Box annotations on photos
— start —

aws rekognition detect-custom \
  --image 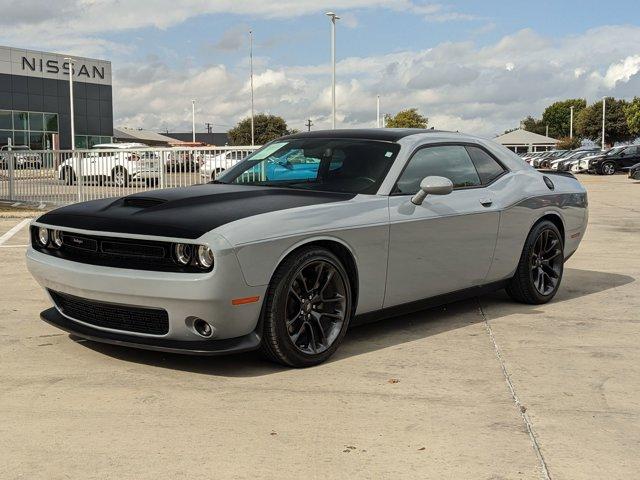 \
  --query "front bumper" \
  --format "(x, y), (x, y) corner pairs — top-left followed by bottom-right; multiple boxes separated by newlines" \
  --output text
(27, 232), (266, 346)
(40, 308), (260, 355)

— end —

## Aim of the task
Collect each line of the rows above that contains the string "boxes".

## Response to the task
  --format "(x, y), (x, y) corner pairs — top-left followed by bottom-right; multiple boxes separated by newlines" \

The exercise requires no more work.